┌─ Information supplied

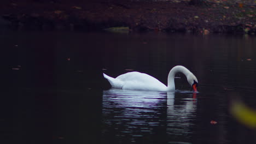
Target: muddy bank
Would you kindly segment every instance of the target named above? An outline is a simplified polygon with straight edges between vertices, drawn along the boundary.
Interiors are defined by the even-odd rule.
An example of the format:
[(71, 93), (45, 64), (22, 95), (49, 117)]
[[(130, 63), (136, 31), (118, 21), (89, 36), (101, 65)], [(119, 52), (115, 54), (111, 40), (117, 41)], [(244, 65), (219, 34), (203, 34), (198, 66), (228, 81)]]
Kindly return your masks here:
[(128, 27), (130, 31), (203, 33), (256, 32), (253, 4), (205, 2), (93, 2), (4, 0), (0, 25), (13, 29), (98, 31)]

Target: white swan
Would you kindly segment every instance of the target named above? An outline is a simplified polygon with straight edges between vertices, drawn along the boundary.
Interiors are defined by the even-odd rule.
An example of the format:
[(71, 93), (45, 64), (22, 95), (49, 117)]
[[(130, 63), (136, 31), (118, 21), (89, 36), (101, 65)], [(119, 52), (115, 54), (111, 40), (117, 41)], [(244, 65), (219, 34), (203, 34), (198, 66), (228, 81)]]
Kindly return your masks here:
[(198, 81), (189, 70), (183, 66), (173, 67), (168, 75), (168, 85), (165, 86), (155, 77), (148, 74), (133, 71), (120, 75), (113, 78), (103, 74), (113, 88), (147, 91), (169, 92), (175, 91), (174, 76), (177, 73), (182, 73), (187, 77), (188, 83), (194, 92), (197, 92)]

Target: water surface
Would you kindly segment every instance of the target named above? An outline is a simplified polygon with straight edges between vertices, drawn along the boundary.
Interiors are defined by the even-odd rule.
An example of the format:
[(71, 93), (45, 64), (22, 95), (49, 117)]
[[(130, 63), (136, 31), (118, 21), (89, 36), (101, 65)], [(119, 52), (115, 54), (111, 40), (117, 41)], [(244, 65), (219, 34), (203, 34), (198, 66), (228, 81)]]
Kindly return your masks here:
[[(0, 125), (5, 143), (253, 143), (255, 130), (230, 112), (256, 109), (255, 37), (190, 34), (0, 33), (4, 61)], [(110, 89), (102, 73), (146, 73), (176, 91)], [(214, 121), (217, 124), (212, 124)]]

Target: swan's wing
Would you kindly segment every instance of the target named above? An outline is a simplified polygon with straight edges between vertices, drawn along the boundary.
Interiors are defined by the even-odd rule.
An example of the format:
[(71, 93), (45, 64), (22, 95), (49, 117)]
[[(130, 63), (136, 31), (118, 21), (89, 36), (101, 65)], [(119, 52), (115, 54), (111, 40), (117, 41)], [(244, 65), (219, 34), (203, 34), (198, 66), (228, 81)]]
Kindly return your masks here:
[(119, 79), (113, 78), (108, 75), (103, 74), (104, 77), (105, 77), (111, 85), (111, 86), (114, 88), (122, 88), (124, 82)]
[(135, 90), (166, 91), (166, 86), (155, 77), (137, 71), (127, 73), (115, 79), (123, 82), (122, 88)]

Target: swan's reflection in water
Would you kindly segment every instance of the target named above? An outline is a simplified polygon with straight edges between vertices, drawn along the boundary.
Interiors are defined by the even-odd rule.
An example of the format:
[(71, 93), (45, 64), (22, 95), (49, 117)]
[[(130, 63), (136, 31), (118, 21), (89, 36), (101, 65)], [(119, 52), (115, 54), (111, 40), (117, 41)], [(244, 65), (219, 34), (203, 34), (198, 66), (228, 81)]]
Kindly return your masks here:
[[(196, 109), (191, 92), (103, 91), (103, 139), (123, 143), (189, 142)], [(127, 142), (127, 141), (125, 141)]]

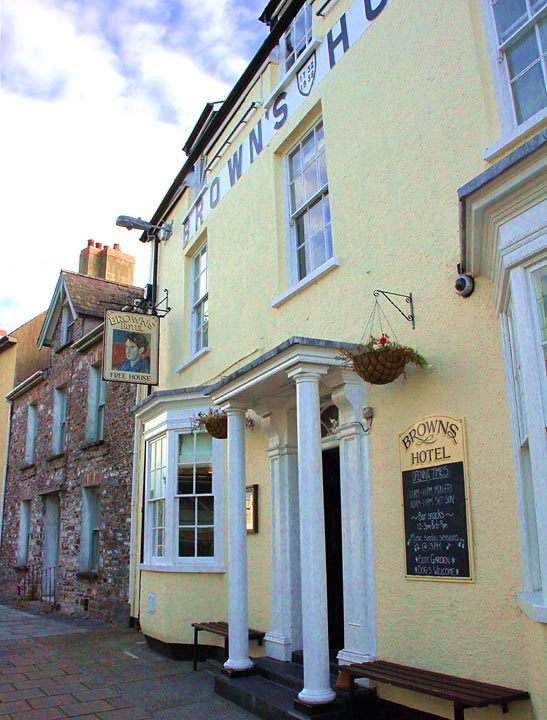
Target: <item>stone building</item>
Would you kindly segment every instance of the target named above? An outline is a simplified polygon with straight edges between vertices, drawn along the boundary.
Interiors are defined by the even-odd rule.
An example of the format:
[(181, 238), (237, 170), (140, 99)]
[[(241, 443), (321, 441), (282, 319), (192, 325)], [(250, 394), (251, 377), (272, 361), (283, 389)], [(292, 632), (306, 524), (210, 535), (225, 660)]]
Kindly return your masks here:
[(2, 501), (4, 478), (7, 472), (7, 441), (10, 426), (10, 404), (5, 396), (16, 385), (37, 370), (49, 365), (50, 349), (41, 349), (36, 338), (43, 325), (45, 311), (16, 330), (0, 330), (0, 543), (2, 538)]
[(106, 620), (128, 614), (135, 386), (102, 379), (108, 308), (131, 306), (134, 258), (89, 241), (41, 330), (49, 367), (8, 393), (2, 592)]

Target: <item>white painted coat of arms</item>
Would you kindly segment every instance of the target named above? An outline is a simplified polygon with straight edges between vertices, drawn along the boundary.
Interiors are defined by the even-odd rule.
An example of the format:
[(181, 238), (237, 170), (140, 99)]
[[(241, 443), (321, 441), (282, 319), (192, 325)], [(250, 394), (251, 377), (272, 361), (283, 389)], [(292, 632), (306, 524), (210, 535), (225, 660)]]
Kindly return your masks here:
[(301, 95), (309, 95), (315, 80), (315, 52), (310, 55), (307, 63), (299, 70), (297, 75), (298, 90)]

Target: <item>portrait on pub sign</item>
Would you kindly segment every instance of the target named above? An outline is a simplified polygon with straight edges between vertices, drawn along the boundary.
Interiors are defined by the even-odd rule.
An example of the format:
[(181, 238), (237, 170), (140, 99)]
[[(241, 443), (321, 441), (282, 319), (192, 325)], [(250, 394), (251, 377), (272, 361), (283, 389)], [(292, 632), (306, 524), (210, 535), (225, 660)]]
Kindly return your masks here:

└─
┌─ Information supplied

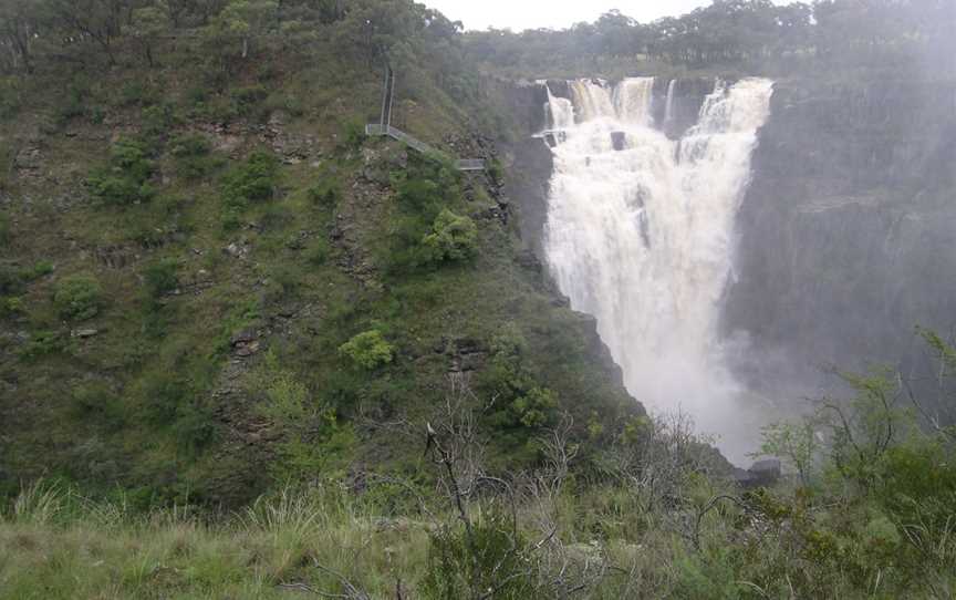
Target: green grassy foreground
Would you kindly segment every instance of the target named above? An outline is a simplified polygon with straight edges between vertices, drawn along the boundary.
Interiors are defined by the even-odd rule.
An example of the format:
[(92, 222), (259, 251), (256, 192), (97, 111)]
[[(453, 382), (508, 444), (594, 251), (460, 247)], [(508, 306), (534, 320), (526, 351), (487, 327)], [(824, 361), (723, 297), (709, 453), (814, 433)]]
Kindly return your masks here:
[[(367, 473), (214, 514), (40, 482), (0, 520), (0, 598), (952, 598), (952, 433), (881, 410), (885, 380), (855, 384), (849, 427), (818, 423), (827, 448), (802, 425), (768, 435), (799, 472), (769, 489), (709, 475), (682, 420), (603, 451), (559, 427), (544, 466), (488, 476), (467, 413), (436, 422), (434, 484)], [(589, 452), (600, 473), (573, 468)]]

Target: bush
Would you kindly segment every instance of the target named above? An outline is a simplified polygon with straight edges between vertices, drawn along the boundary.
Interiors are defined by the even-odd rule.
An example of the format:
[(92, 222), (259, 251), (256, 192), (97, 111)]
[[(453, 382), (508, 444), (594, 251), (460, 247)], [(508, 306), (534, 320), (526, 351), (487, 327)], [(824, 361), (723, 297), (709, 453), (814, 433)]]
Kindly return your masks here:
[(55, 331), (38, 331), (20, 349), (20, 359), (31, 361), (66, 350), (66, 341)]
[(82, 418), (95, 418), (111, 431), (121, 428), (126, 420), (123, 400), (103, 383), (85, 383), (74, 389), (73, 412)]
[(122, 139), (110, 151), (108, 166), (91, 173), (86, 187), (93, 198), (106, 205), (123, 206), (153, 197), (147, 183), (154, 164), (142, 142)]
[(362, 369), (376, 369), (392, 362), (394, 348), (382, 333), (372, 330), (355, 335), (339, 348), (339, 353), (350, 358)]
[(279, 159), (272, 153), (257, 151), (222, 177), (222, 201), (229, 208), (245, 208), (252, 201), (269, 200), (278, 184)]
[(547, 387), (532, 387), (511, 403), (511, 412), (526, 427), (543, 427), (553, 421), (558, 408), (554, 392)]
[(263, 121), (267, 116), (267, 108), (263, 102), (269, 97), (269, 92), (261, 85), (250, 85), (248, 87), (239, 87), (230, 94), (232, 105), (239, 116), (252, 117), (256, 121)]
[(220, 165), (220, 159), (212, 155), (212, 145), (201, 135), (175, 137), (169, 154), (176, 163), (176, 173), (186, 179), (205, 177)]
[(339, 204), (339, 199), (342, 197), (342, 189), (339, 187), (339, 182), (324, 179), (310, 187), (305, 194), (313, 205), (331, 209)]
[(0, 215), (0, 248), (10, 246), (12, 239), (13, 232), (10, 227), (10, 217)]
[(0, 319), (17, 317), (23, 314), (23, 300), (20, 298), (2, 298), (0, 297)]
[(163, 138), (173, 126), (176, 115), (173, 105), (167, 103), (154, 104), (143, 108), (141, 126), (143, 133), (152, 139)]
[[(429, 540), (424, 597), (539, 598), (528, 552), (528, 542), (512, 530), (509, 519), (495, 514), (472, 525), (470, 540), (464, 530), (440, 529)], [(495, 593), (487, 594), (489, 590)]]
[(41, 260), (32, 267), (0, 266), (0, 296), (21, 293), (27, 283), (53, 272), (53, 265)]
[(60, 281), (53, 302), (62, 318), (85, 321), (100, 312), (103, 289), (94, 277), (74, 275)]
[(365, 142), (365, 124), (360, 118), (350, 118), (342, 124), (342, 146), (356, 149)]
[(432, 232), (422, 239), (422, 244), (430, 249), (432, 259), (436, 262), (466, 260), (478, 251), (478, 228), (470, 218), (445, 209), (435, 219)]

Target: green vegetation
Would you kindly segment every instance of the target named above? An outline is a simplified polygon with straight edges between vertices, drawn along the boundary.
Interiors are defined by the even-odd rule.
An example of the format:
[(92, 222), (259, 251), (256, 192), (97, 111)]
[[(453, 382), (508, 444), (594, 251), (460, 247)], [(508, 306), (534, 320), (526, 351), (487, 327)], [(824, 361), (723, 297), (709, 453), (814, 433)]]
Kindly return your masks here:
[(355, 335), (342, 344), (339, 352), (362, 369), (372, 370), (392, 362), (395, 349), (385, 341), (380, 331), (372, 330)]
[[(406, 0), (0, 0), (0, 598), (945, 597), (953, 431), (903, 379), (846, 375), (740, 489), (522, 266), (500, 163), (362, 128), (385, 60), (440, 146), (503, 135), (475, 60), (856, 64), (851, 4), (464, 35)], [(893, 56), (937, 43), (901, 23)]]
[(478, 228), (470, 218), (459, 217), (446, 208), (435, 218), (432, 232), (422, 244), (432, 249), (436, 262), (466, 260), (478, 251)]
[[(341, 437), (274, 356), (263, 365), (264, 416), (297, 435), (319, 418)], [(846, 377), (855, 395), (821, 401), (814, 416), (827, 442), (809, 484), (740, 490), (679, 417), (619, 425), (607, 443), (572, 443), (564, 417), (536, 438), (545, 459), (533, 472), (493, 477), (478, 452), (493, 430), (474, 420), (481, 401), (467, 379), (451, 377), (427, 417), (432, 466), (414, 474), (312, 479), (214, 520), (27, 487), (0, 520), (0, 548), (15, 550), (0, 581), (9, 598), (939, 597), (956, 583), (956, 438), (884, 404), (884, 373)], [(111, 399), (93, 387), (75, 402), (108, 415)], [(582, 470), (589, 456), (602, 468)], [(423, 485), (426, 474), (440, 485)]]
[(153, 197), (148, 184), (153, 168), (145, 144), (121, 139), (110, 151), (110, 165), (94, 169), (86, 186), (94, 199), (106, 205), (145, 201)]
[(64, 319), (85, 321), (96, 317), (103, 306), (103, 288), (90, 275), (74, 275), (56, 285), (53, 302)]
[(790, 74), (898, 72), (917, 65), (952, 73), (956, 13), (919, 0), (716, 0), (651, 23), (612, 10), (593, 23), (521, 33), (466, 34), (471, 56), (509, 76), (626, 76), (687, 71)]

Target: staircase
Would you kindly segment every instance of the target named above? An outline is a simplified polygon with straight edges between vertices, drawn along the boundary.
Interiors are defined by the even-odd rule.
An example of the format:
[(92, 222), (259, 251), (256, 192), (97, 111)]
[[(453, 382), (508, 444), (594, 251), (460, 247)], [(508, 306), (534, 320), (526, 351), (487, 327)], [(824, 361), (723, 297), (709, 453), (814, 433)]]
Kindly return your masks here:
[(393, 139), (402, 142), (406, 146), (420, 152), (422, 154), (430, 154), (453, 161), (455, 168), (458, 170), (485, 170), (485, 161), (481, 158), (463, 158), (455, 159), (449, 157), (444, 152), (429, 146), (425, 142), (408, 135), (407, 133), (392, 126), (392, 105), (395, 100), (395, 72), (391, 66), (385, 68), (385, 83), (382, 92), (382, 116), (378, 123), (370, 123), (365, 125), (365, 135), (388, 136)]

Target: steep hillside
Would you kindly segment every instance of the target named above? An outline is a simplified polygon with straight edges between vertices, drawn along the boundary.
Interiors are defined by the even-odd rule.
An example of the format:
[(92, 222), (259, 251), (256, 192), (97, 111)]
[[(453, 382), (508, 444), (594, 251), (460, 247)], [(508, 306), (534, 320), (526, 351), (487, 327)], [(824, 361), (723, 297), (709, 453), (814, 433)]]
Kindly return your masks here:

└─
┌─ Information supplied

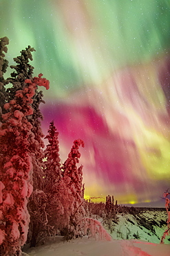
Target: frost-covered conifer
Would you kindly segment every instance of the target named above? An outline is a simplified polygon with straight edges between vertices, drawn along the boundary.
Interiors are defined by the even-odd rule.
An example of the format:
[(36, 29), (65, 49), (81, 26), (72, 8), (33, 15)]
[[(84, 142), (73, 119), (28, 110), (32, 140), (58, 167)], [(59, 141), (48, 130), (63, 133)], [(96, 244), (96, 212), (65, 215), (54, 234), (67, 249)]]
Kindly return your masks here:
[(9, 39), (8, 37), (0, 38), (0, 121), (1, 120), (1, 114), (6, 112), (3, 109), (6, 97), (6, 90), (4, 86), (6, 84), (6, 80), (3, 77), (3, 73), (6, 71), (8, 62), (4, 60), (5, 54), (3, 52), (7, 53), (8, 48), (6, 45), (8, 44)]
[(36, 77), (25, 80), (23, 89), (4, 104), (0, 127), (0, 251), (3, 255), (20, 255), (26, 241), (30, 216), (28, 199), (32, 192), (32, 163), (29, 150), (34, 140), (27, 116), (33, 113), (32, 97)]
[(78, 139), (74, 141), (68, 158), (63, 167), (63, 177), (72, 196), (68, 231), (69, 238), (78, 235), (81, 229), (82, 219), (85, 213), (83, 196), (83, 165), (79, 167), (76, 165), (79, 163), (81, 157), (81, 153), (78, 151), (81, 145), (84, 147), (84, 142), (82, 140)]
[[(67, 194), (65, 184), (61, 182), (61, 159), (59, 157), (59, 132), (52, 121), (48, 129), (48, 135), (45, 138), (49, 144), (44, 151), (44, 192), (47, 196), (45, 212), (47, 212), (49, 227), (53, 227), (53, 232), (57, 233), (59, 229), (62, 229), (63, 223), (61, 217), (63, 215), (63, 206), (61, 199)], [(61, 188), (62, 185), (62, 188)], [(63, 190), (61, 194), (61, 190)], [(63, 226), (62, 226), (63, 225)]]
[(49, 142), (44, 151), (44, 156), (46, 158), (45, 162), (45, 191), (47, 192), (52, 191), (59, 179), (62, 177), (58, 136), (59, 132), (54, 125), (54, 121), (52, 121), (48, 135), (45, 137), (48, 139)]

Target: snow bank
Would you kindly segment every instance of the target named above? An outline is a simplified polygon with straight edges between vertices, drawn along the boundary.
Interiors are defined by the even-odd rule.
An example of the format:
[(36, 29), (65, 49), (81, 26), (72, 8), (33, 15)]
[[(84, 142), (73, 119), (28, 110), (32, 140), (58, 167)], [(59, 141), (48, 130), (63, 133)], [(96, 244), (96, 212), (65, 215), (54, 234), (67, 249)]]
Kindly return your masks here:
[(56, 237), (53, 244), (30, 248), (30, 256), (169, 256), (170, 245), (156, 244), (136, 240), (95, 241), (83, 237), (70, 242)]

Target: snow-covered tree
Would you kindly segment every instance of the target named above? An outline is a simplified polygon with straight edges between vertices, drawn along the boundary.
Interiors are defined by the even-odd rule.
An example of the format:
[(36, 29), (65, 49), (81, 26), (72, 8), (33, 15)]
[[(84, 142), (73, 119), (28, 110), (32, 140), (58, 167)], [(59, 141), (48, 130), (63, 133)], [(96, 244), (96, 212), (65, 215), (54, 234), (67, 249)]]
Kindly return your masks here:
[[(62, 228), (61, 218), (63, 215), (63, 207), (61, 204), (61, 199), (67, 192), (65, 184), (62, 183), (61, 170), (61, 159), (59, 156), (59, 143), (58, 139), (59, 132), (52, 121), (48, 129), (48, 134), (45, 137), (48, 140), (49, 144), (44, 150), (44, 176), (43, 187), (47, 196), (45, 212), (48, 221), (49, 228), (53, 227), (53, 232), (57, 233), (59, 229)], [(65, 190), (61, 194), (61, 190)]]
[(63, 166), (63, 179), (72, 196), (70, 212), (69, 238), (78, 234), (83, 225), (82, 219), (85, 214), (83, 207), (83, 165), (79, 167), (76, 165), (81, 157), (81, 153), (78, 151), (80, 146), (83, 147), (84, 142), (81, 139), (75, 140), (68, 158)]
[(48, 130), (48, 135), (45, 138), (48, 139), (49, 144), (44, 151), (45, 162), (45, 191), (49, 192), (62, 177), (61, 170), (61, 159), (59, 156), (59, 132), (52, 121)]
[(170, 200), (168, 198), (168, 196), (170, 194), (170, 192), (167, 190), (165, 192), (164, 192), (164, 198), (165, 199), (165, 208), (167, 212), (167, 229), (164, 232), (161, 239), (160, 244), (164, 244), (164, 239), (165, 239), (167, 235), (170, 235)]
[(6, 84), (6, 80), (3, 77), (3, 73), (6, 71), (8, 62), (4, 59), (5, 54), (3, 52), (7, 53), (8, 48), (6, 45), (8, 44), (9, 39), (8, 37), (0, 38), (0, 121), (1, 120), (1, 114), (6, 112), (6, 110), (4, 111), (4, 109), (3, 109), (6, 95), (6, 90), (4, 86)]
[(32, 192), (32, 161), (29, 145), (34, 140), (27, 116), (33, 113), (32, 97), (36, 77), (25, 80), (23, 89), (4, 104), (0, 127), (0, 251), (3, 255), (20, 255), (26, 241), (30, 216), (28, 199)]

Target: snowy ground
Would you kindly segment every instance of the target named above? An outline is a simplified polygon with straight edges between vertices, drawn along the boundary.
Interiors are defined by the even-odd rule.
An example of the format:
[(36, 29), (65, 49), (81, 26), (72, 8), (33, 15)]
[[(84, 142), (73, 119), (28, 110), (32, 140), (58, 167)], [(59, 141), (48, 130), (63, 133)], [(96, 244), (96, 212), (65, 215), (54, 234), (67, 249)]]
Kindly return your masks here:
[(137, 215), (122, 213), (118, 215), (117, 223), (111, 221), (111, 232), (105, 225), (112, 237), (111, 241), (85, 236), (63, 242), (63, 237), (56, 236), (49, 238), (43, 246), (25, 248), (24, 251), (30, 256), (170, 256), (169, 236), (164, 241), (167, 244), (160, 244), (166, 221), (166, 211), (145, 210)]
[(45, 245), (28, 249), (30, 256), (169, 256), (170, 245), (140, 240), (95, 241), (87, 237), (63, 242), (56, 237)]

└─

Rescale everything from the line containing "Target: white swan" down to the line containing "92), (197, 92)]", both ends included, and give only those lines. Copy the request wording and format samples unchanged, but multiply each vertex coordinate in the answer outline by 2.1, rounding to whole numbers with halves rounded up.

Target: white swan
Would you kindly segment every instance of the target named above? An outline is a simplified polygon with straight edges between vertices, drawn along the boundary.
Interiors are defined by the even-odd rule.
An example of the format:
[(71, 93), (45, 64), (22, 95), (49, 117)]
[[(130, 63), (136, 31), (118, 21), (89, 36), (101, 65)], [(119, 52), (115, 54), (111, 40), (117, 41)], [(244, 65), (219, 34), (203, 34), (198, 66), (228, 81)]]
Kindly return your masks here:
[(416, 170), (397, 147), (384, 139), (363, 141), (353, 158), (353, 179), (347, 181), (326, 162), (311, 155), (279, 149), (252, 158), (237, 164), (216, 155), (237, 185), (309, 191), (355, 193), (368, 191), (365, 160), (372, 153), (382, 153), (393, 162), (395, 174), (407, 193), (414, 193)]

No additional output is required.